Os corpos que antes eram apertados nos uniformes e nas posições, como se, ao serem colocados em uma fôrma acabassem tomando essa forma, são hoje corpos modificados de dentro para fora. Em casos como o da personagem de Viver a Vida, a desejada magreza deve ser conseguida a todo custo. Algumas anoréxicas recorrem as atividades físicas sim, porém é maior o número das que apelam para os moderadores de apetite, diuréticos e laxantes. Certamente, se pudessem retirar de seu corpo os hormônios responsáveis pela absorção de gordura, recorreriam a este método sem pestanejar.

__Dados fornecidos__.
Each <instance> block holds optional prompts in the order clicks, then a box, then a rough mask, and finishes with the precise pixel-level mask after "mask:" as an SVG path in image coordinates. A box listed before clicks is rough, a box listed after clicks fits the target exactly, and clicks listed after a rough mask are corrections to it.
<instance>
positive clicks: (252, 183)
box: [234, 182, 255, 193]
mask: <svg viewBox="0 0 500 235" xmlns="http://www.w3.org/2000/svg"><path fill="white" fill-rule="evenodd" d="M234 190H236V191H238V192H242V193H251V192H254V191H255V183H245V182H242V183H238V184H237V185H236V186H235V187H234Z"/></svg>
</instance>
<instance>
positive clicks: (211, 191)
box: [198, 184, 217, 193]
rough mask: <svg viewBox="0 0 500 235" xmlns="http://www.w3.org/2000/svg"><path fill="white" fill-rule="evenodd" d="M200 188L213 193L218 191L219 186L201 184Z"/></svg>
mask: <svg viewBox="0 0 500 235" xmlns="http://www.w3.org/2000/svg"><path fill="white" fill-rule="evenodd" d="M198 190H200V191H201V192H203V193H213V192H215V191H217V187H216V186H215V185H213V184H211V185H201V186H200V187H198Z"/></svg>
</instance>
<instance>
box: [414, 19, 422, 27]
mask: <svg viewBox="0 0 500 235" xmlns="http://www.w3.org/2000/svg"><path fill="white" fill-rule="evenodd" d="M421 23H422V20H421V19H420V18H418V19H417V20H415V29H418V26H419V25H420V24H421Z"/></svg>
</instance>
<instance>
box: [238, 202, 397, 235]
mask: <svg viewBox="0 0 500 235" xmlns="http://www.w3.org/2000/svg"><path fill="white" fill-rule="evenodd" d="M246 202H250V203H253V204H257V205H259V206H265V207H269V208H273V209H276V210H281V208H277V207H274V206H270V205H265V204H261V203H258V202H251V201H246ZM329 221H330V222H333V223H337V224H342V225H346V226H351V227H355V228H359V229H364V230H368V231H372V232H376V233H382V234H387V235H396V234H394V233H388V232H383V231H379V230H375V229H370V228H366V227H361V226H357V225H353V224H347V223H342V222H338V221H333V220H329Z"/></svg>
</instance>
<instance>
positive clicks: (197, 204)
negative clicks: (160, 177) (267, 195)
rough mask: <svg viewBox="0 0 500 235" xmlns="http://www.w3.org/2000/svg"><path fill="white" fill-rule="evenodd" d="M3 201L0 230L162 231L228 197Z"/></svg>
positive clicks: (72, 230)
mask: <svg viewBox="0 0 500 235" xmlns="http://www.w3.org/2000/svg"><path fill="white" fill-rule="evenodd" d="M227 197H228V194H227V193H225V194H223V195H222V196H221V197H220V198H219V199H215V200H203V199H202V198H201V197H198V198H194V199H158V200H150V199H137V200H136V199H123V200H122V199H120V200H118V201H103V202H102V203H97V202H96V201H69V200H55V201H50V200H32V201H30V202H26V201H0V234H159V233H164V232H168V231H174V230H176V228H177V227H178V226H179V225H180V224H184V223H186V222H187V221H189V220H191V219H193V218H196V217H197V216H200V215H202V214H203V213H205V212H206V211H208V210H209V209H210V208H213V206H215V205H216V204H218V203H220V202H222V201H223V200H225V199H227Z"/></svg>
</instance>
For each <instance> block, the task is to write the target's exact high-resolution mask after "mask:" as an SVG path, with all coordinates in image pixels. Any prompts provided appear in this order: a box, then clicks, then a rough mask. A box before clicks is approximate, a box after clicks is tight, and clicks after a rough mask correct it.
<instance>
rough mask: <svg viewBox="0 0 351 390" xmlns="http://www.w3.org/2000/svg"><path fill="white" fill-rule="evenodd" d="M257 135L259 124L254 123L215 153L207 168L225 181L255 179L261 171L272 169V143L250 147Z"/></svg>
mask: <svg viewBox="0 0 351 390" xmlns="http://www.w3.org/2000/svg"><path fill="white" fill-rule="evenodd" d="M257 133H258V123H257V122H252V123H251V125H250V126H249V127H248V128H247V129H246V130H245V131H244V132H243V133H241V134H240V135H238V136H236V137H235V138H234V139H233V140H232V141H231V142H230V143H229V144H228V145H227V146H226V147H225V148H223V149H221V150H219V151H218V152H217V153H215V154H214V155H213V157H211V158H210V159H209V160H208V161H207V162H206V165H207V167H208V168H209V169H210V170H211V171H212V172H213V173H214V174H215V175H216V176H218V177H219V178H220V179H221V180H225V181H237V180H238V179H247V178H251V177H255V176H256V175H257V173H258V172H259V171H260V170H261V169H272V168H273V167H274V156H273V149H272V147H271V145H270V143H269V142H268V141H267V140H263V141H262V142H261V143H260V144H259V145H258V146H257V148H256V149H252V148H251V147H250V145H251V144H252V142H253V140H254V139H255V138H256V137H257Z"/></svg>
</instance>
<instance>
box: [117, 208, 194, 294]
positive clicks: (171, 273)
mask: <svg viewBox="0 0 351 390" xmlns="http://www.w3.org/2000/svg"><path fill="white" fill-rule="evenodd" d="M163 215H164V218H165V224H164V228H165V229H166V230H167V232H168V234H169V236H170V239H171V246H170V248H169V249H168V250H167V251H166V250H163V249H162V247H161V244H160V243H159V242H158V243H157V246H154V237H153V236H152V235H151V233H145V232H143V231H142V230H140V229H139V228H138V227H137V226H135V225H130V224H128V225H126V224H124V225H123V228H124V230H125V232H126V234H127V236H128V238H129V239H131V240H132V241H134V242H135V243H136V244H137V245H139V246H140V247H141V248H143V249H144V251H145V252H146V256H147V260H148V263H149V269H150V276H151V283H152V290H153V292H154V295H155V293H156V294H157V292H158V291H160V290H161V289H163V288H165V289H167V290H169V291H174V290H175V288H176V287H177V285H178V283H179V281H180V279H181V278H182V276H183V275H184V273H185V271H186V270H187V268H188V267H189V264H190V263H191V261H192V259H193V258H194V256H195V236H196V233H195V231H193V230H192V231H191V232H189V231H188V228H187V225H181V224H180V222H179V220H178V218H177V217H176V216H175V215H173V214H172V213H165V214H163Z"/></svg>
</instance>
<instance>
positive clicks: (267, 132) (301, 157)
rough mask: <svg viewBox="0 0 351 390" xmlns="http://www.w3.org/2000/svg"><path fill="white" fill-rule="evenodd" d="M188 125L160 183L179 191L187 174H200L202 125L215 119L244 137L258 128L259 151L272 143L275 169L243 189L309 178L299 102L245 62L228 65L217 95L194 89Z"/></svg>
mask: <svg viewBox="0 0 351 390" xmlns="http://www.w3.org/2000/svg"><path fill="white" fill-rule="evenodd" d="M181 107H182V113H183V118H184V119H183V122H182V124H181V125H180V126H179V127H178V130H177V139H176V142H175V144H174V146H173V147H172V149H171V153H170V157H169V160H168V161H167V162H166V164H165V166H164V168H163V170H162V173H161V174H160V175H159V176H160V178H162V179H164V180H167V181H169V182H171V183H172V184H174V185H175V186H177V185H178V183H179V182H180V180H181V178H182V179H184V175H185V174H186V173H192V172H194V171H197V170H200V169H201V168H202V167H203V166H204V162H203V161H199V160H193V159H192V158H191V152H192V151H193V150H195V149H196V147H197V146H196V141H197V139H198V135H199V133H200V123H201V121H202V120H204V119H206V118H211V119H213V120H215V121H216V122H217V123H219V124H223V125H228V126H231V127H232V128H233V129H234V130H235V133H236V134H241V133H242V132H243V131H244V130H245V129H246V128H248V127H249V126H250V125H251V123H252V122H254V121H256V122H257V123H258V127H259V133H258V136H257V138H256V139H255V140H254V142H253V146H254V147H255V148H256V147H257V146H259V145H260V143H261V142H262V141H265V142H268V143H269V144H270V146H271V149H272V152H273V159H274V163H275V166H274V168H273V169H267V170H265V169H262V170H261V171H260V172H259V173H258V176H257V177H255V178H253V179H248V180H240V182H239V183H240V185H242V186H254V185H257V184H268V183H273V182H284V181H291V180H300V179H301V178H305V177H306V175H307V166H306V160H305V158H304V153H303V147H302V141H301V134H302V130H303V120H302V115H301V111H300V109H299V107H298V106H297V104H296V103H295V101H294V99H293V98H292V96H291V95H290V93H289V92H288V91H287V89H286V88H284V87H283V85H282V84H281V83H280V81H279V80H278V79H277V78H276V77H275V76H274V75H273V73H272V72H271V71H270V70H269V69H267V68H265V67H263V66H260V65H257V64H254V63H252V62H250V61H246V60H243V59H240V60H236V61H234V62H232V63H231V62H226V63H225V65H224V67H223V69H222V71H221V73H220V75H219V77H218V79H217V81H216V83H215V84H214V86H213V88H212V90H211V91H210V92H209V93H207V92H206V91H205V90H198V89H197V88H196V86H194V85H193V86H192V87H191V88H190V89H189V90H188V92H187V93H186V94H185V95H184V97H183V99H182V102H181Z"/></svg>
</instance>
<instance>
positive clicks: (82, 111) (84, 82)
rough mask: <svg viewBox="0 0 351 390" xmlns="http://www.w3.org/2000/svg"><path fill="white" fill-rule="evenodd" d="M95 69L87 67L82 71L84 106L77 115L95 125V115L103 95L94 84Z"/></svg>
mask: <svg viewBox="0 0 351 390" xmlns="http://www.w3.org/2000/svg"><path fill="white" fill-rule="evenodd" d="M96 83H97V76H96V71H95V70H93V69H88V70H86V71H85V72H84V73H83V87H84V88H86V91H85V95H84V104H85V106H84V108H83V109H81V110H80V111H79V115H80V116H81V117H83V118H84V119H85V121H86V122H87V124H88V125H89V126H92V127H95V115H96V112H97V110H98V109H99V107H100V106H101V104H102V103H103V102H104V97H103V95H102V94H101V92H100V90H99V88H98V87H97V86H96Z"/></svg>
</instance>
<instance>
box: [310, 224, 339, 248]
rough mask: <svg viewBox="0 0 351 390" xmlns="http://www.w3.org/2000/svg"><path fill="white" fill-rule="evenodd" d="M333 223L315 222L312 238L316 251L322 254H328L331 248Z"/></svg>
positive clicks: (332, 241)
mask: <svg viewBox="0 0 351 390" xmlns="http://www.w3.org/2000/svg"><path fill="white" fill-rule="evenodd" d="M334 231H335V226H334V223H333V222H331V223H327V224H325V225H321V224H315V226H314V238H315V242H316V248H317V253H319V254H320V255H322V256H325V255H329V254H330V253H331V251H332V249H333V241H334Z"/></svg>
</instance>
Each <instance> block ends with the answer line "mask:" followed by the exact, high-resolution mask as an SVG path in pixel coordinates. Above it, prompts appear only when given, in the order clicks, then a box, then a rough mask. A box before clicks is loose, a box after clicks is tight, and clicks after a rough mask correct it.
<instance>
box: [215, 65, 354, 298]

__Lista de atividades__.
**A)** No trecho sobre a busca pela magreza, a que recorre um número maior de anoréxicas do que às atividades físicas?
**B)** As afirmações abaixo estão de acordo com o trecho sobre a busca pela magreza? Responda sim ou não a cada uma e cite as palavras do trecho que decidem.
(i) No caso da personagem de Viver a Vida, a magreza deve ser alcançada a qualquer custo.
(ii) Nenhuma anoréxica recorre às atividades físicas.
(iii) Hoje os corpos são modificados de fora para dentro.
**C)** Prossiga com o trecho sobre a busca pela magreza a partir do ponto em que ele para.

__Resultados esperados__.
**A)** Aos moderadores de apetite, aos diuréticos e aos laxantes.

**B)**
(i) Sim: "Em casos como o da personagem de Viver a Vida, a desejada magreza deve ser conseguida a todo custo."
(ii) Não: "Algumas anoréxicas recorrem as atividades físicas sim".
(iii) Não: "são hoje corpos modificados de dentro para fora".

**C)**
O interior que outrora fora confundido com a alma, não se sabia onde localizá-lo mas era ele que melhor representava que se era de fato, hoje é material, físico e deve ser modificado. O que antes era oculto e não devia ser questionado, modificado, pois se tratava da essência, do que realmente se é de verdade, hoje deve ser reconfigurado para que a superfície mude de aparência. Na verdade, para as Renatas mundo a fora, pouco importam os sacrificíos a que se submetem enquanto não podemos escolher nossos corpos em lojas como se fossem roupas. Importa ser magra, vencer os limites deste corpo defeituoso que engorda, envelhece, quebra e em determinado momento para. Deve-se ser bela, magra.


Manoel Carlos deseja alertar a sociedade sobre a anorexia e escreveu a Renata. Manoel Carlos escreveu a Helena e colocou na mesma novela que Renata. A Renata deseja ser como a Helena. Nós também.